▶ [Excerpt]
---

Many people mistakenly believe that only married couples with children require estate plans. However, estate planning holds even greater significance for single individuals without children. The reason lies in the fact that the law establishes certain assumptions for married couples regarding financial and medical decision-making in case of incapacitation, as well as property inheritance after death. Single individuals, however, need to proactively address these matters through estate planning to ensure their wishes are respected and their assets are distributed according to their desires.

Estate Planning Considerations

Who’ll Inherit Your Assets?
It’s critical for single people to execute a will that specifies how, and to whom, their assets should be distributed when they die. Although certain types of assets can pass to your intended recipient(s) through beneficiary designations, absent a will, many types of assets will pass through the laws of intestate succession.

Those laws vary from state to state, but generally they provide for assets to go to the deceased’s spouse or children. For example, the law might provide that if someone dies intestate, half of the estate goes to their spouse and half goes to the children. If you’re single with no children, however, these laws set out rules for distributing your assets to your closest relatives, such as your parents or siblings. Or, if you have no living relatives, your assets may go to the state.

By preparing a will, you can ensure that your assets are distributed according to your wishes, whether to family, friends, or charitable organizations.

Who’ll Make Financial Decisions On Your Behalf?

---

(Stored data entries)

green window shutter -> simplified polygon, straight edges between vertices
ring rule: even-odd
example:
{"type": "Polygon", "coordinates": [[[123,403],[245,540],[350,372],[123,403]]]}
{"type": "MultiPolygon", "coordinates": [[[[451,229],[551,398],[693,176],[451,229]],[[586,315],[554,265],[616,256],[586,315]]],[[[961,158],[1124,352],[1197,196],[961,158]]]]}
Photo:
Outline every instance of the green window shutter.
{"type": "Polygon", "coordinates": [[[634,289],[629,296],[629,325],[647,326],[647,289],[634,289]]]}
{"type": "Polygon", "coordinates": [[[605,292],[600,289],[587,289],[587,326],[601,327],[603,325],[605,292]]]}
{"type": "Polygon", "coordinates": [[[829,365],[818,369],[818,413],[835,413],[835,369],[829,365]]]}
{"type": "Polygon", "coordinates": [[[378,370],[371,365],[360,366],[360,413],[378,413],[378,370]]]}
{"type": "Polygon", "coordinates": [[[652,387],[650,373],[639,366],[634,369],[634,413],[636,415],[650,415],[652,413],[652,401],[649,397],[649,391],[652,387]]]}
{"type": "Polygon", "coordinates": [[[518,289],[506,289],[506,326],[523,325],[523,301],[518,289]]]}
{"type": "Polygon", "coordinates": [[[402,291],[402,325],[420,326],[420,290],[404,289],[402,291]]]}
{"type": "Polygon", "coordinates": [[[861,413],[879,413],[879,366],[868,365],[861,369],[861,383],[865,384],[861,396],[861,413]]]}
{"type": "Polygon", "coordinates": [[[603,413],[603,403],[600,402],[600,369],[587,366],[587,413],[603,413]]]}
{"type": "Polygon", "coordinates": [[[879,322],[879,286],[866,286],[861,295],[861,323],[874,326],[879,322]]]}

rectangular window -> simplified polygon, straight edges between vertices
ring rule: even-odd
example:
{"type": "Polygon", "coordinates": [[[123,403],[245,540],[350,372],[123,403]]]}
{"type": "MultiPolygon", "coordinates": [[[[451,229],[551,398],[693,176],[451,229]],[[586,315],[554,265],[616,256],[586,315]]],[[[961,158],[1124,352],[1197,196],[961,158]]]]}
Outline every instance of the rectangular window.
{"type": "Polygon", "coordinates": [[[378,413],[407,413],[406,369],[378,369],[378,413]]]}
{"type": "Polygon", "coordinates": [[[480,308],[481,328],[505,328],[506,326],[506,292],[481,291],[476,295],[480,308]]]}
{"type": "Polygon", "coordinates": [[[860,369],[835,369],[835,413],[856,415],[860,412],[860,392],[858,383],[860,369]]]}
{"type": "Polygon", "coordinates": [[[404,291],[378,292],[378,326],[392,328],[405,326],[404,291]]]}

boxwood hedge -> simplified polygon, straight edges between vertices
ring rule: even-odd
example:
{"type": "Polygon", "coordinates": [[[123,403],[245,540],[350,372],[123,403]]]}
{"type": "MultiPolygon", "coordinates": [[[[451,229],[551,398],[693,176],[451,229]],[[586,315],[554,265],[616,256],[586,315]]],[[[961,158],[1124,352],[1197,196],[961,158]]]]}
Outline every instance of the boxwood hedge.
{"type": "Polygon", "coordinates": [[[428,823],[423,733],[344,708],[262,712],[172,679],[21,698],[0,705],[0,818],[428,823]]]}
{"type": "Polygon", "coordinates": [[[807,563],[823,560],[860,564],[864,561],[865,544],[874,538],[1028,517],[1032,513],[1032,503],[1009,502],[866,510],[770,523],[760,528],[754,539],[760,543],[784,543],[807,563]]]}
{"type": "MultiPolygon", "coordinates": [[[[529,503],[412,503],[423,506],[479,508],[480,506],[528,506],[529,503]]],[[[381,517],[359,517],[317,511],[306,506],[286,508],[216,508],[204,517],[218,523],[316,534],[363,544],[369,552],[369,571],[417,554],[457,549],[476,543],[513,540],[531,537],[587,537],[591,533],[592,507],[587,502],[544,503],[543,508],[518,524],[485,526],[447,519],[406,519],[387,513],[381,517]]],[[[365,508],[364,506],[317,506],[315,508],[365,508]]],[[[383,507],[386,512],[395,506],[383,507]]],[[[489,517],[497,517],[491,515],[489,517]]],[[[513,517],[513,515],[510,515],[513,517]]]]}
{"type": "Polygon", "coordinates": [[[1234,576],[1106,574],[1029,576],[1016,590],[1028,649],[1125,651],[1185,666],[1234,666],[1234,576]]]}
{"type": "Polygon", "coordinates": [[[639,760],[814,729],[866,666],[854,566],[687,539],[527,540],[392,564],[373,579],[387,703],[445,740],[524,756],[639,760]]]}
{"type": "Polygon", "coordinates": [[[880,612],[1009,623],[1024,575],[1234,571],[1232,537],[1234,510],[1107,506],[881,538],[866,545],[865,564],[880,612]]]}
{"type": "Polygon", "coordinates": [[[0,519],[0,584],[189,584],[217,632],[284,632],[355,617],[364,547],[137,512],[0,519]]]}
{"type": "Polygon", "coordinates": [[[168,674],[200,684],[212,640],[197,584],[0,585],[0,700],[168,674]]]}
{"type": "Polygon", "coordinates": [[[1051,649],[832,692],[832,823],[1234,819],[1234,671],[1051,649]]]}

---

▶ [Questions]
(1) Reproduce word for word the part of the estate planning text from "Those laws vary" up to and including "or charitable organizations.".
(2) Please write the next part of the estate planning text, picking up after its last line.
The listing has nothing to do with the estate planning text.

▶ [Answers below]
(1)
Those laws vary from state to state, but generally they provide for assets to go to the deceased’s spouse or children. For example, the law might provide that if someone dies intestate, half of the estate goes to their spouse and half goes to the children. If you’re single with no children, however, these laws set out rules for distributing your assets to your closest relatives, such as your parents or siblings. Or, if you have no living relatives, your assets may go to the state.

By preparing a will, you can ensure that your assets are distributed according to your wishes, whether to family, friends, or charitable organizations.

(2)
It’s a good idea to sign a durable power of attorney. This document appoints someone you trust to manage your investments, pay your bills, file your tax returns, and otherwise make financial decisions should you become incapacitated.

Although the law varies from state to state, typically, without a power of attorney, a court would have to appoint someone to make these decisions on your behalf. Not only will you have no say in who the court appoints, but the process can be costly and time consuming.

Who’ll Make Medical Decisions On Your Behalf?
You should prepare a living will, a health care directive (also known as a medical power of attorney), or both to ensure that your wishes regarding medical care — particularly resuscitation and other extreme lifesaving measures — are carried out in the event you’re incapacitated. These documents also can appoint someone you trust to make medical decisions that aren’t expressly addressed.

Absent such instructions, the laws in some states allow a spouse, children, or other ‘surrogates’ to make these decisions. In the absence of a suitable surrogate, or in states without such laws, medical decisions are generally left to the judgment of health care professionals or court-appointed guardians.